(Beginning of SUPPLIED MATERIAL)

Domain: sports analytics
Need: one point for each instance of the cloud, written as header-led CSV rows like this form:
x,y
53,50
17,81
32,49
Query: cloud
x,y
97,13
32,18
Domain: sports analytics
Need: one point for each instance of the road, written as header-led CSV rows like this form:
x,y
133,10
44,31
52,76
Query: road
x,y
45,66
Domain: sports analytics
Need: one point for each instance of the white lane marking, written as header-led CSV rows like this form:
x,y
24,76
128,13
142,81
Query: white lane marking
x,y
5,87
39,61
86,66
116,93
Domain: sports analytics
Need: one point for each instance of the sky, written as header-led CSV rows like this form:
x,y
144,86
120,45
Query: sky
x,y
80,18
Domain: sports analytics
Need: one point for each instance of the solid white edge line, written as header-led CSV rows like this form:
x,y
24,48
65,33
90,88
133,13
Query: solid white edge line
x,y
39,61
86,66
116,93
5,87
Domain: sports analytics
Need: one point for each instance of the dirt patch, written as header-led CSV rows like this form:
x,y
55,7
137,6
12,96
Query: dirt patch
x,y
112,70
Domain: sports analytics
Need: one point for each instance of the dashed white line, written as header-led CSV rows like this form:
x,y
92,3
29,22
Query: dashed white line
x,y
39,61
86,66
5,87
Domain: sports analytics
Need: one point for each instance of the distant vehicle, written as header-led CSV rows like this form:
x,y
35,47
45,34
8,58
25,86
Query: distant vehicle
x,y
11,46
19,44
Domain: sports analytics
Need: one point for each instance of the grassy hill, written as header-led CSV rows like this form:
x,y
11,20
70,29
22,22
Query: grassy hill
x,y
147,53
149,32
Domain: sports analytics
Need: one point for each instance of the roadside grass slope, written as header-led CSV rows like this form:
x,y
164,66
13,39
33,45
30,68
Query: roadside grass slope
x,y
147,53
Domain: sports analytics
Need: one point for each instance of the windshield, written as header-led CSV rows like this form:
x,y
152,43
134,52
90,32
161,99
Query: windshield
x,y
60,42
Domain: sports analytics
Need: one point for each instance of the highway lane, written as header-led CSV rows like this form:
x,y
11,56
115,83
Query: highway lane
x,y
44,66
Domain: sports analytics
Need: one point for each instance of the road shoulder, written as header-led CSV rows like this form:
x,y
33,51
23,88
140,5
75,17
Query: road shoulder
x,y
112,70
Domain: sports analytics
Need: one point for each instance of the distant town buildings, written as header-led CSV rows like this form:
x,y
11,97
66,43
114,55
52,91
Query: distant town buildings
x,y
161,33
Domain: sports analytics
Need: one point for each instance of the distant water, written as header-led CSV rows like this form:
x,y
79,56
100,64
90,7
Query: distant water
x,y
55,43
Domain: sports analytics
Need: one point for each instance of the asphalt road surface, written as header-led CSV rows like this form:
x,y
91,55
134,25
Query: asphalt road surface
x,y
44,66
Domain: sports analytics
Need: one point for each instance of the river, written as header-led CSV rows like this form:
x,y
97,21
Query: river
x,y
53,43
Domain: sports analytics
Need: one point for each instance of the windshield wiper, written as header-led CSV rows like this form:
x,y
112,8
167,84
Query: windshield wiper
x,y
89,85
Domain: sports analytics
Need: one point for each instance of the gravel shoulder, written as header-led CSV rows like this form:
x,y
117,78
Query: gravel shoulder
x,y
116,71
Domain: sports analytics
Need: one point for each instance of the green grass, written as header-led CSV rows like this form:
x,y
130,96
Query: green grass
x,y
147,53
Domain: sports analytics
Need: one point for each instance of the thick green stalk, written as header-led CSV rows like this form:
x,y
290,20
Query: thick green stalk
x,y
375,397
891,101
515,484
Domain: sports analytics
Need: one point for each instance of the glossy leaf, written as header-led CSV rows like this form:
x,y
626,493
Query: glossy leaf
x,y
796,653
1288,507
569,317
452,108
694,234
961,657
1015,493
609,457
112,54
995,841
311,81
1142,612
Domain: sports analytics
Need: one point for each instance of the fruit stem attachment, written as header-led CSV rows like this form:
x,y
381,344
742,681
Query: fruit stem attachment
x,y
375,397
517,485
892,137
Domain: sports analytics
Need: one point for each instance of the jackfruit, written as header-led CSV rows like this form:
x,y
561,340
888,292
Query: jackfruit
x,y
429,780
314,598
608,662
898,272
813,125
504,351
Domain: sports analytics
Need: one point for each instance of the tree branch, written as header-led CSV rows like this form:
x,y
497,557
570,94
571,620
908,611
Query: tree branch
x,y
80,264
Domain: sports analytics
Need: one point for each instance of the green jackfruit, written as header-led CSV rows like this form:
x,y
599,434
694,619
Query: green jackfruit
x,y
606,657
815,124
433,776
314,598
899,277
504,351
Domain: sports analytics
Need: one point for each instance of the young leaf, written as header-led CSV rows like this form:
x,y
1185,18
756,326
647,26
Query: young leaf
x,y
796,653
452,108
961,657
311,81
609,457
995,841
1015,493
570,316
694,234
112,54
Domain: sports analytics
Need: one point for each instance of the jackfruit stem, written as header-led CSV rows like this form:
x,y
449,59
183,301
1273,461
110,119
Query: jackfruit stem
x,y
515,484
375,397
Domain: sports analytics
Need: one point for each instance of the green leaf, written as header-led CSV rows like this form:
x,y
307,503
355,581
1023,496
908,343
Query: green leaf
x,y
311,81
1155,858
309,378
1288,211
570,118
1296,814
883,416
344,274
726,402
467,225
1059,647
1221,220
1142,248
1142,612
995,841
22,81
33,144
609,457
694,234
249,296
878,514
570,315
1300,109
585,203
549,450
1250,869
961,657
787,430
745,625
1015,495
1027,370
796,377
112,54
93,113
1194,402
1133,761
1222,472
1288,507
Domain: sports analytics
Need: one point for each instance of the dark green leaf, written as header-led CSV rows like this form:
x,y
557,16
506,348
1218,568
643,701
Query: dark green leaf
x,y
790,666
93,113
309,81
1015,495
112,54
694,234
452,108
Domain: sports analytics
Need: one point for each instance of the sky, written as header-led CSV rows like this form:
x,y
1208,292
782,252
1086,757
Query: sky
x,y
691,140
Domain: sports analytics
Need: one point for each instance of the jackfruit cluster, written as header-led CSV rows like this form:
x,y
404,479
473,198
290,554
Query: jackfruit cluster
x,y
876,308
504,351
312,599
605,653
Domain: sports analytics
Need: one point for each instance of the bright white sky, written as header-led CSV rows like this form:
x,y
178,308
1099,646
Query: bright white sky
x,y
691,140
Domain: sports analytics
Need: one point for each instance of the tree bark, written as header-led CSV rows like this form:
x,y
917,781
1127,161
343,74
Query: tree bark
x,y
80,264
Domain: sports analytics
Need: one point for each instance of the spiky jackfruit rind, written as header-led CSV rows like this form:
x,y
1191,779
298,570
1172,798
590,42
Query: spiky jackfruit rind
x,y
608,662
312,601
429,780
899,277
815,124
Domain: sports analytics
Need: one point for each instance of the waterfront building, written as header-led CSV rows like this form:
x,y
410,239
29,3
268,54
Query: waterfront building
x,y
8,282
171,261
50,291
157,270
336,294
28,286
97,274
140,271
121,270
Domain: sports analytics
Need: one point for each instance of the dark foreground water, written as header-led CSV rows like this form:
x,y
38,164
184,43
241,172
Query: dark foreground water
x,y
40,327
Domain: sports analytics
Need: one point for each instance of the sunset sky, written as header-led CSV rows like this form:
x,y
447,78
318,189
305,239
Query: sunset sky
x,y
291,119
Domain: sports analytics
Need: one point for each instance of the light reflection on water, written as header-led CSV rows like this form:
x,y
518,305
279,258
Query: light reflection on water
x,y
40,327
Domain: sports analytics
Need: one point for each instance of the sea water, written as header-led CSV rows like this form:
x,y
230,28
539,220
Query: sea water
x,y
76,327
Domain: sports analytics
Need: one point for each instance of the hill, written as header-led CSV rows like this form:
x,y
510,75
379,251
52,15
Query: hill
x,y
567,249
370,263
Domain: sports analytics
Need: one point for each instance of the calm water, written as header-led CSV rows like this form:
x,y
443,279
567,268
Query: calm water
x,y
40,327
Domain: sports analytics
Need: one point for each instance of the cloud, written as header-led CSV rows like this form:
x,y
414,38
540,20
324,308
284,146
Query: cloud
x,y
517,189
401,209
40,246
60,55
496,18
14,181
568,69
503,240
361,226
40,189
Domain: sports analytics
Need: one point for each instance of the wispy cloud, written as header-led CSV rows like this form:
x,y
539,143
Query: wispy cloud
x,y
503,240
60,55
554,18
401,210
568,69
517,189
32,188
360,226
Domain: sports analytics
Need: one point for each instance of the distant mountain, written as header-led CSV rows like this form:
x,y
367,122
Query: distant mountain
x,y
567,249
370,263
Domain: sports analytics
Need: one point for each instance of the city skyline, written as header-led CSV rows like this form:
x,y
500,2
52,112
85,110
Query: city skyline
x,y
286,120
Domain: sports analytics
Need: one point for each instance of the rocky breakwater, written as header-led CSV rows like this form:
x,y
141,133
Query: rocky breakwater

(End of SUPPLIED MATERIAL)

→ EXERCISE:
Show the lines in the entries above that include the string "rocky".

→ EXPECTED ANSWER:
Need: one point for each instance of the rocky breakwater, written as header-led CSV rows like this form:
Query: rocky breakwater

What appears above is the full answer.